> _What is expected_:
Reproduce each of the following entries line for line, keeping every character unchanged.

> _Provided information_:
============================================================

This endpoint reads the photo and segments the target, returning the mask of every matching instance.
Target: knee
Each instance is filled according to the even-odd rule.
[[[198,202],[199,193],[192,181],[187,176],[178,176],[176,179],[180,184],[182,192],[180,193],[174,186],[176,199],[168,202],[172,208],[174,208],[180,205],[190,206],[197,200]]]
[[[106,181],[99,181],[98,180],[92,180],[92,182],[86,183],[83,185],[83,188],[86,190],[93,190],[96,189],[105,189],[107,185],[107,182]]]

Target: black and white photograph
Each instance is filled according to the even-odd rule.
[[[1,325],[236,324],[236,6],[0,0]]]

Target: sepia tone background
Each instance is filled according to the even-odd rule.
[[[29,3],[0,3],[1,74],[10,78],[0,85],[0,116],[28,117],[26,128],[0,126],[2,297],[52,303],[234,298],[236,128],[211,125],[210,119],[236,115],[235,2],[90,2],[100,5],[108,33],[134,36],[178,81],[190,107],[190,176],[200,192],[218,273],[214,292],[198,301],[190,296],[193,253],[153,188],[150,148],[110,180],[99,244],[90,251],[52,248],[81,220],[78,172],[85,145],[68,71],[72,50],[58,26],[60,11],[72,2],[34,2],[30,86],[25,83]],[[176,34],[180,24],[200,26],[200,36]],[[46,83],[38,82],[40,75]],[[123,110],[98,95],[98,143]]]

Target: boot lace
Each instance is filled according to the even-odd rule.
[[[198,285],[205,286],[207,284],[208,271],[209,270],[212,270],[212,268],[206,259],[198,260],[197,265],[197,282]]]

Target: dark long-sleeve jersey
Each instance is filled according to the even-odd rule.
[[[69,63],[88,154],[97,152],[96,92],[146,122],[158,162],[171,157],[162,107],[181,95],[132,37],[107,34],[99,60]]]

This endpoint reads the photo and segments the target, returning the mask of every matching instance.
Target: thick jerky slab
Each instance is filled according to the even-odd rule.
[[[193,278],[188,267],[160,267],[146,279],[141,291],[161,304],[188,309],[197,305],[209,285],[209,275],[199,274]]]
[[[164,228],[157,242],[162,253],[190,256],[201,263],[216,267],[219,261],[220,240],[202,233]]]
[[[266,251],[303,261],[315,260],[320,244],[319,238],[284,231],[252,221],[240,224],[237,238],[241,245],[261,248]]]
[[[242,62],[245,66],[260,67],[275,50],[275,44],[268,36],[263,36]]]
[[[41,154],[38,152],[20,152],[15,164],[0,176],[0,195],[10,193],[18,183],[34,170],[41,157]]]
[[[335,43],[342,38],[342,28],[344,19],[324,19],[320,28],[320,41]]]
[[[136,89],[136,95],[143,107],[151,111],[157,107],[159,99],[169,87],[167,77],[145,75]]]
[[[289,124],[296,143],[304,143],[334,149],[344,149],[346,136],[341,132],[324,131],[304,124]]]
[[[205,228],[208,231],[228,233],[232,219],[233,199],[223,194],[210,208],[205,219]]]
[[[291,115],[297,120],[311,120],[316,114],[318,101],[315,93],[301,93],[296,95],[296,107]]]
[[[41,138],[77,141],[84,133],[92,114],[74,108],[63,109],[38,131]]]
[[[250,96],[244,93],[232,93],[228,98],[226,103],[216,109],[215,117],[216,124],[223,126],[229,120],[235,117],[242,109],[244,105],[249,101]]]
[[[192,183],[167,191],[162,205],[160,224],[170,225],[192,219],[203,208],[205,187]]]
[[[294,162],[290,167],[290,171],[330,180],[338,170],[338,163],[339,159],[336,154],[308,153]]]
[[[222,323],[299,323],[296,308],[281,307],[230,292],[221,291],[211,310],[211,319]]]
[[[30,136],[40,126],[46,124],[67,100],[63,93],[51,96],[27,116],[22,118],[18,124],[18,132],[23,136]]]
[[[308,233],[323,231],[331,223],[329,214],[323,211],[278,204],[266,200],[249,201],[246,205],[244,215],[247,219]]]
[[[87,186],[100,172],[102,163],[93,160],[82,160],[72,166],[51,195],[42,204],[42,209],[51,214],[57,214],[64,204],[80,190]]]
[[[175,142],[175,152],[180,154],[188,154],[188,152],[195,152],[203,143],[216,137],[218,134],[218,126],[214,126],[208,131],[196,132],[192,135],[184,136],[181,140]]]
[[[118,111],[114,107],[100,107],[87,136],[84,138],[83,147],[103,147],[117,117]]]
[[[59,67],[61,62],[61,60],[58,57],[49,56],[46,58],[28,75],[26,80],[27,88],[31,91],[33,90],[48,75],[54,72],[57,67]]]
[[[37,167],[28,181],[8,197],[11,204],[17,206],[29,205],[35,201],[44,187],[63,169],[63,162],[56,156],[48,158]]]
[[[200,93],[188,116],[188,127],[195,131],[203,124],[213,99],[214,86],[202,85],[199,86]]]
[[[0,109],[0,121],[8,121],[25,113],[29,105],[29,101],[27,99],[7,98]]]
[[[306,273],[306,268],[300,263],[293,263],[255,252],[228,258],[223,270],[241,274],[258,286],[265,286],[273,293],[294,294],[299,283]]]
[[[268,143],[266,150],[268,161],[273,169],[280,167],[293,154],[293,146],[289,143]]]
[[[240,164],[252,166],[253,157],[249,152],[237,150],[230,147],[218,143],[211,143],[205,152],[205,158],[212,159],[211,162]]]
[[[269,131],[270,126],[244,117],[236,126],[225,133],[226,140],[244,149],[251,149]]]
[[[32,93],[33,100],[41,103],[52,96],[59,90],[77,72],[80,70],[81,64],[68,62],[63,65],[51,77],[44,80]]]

============================================================

> _Full output_:
This endpoint reads the photo and segments the target, returning the mask of every matching instance.
Target: knee
Each instance is filled according to the even-odd rule.
[[[198,202],[199,193],[192,181],[187,176],[178,176],[176,179],[180,184],[182,192],[180,193],[174,186],[176,199],[168,202],[172,208],[174,208],[180,205],[190,206],[197,200]]]
[[[106,181],[99,181],[98,180],[92,180],[92,182],[86,183],[83,185],[83,188],[86,190],[93,190],[96,189],[105,189],[107,185],[107,182]]]

Target: black and white photograph
Each instance is filled according to the even-odd rule.
[[[1,325],[236,324],[236,6],[0,0]]]

Target: sepia tone background
Each instance is filled according to the even-odd rule.
[[[29,3],[0,3],[1,74],[10,78],[0,85],[0,116],[28,117],[26,128],[0,126],[2,297],[52,303],[234,298],[236,128],[211,125],[210,119],[236,115],[235,2],[90,2],[100,5],[108,33],[134,36],[178,81],[190,107],[190,176],[200,192],[218,273],[214,292],[198,301],[190,296],[193,253],[153,188],[150,148],[110,180],[99,244],[90,251],[52,248],[81,220],[78,172],[85,145],[68,71],[72,50],[58,26],[60,11],[72,2],[34,2],[30,86],[25,83]],[[176,34],[180,24],[200,26],[200,36]],[[46,83],[38,82],[40,75]],[[123,110],[98,95],[98,143]]]

Target: boot lace
Each instance is filled according to the even-odd rule.
[[[198,285],[205,286],[207,284],[208,271],[209,270],[212,270],[212,268],[206,259],[198,260],[197,265],[197,282]]]

Target: dark long-sleeve jersey
Each instance is filled according to the even-odd rule.
[[[69,63],[88,154],[97,152],[96,92],[146,122],[158,162],[171,157],[162,107],[181,95],[132,37],[107,34],[99,60]]]

This endpoint reads the photo and segments the target, returning the mask of every matching instance.
Target: thick jerky slab
Each instance is filled according to the even-odd rule.
[[[193,278],[188,267],[160,267],[146,279],[141,291],[161,304],[188,309],[197,305],[209,285],[209,275],[199,274]]]
[[[164,228],[157,242],[162,253],[190,256],[201,263],[216,267],[219,261],[220,240],[202,233]]]
[[[266,251],[303,261],[315,260],[320,244],[319,238],[284,231],[252,221],[240,224],[237,238],[241,245],[261,248]]]
[[[242,62],[245,66],[260,67],[275,50],[275,44],[268,36],[263,36]]]
[[[41,154],[38,152],[20,152],[15,164],[0,176],[0,195],[10,193],[18,183],[34,170],[41,157]]]
[[[335,43],[342,38],[342,28],[344,19],[324,19],[320,28],[320,41]]]
[[[136,89],[136,95],[143,107],[151,111],[157,107],[159,99],[169,87],[167,77],[145,75]]]
[[[289,124],[296,143],[304,143],[334,149],[344,149],[346,136],[341,132],[324,131],[304,124]]]
[[[205,228],[208,231],[228,233],[232,219],[233,199],[223,194],[210,208],[205,219]]]
[[[291,115],[297,120],[311,120],[316,114],[318,101],[315,93],[301,93],[296,95],[296,107]]]
[[[41,138],[77,141],[84,133],[92,114],[74,108],[63,109],[38,131]]]
[[[250,96],[244,93],[232,93],[228,98],[226,103],[216,109],[215,117],[216,124],[223,126],[229,120],[235,117],[242,109],[244,105],[249,101]]]
[[[192,183],[167,191],[162,205],[160,224],[170,225],[192,219],[203,208],[205,187]]]
[[[294,162],[290,167],[290,171],[330,180],[338,170],[338,163],[339,159],[336,154],[308,153]]]
[[[222,323],[299,323],[296,308],[281,307],[230,292],[221,291],[211,310],[211,319]]]
[[[30,136],[40,126],[46,124],[67,100],[63,93],[51,96],[27,116],[22,118],[18,124],[18,132],[23,136]]]
[[[308,233],[323,231],[331,223],[329,214],[323,211],[278,204],[266,200],[249,201],[246,205],[244,215],[247,219]]]
[[[87,186],[100,172],[102,163],[93,160],[82,160],[72,166],[51,195],[42,204],[42,209],[51,214],[57,214],[64,204],[80,190]]]
[[[175,142],[175,152],[180,154],[188,154],[188,152],[195,152],[203,143],[216,137],[218,134],[218,126],[214,126],[208,131],[196,132],[192,135],[184,136],[181,140]]]
[[[118,111],[114,107],[100,107],[87,136],[84,138],[83,147],[103,147],[117,117]]]
[[[59,67],[61,62],[61,60],[58,57],[49,56],[46,58],[28,75],[26,80],[27,88],[31,91],[33,90],[48,75],[54,72],[57,67]]]
[[[37,167],[28,181],[8,197],[11,204],[17,206],[29,205],[35,201],[44,187],[63,169],[63,162],[56,156],[48,158]]]
[[[200,93],[188,116],[188,127],[195,131],[203,124],[213,99],[214,86],[202,85],[199,86]]]
[[[0,109],[0,121],[8,121],[25,113],[29,105],[29,101],[27,99],[7,98]]]
[[[306,273],[306,268],[300,263],[293,263],[255,252],[228,258],[223,270],[241,274],[258,286],[265,286],[273,293],[294,294],[299,283]]]
[[[268,143],[266,150],[268,161],[273,169],[280,167],[293,154],[293,146],[289,143]]]
[[[240,164],[252,166],[253,157],[249,152],[237,150],[230,147],[218,143],[211,143],[205,152],[205,158],[212,159],[211,162]]]
[[[269,131],[270,126],[244,117],[236,126],[225,133],[226,140],[244,149],[251,149]]]
[[[32,93],[33,100],[41,103],[52,96],[59,90],[77,72],[80,70],[81,64],[68,62],[63,65],[51,77],[44,80]]]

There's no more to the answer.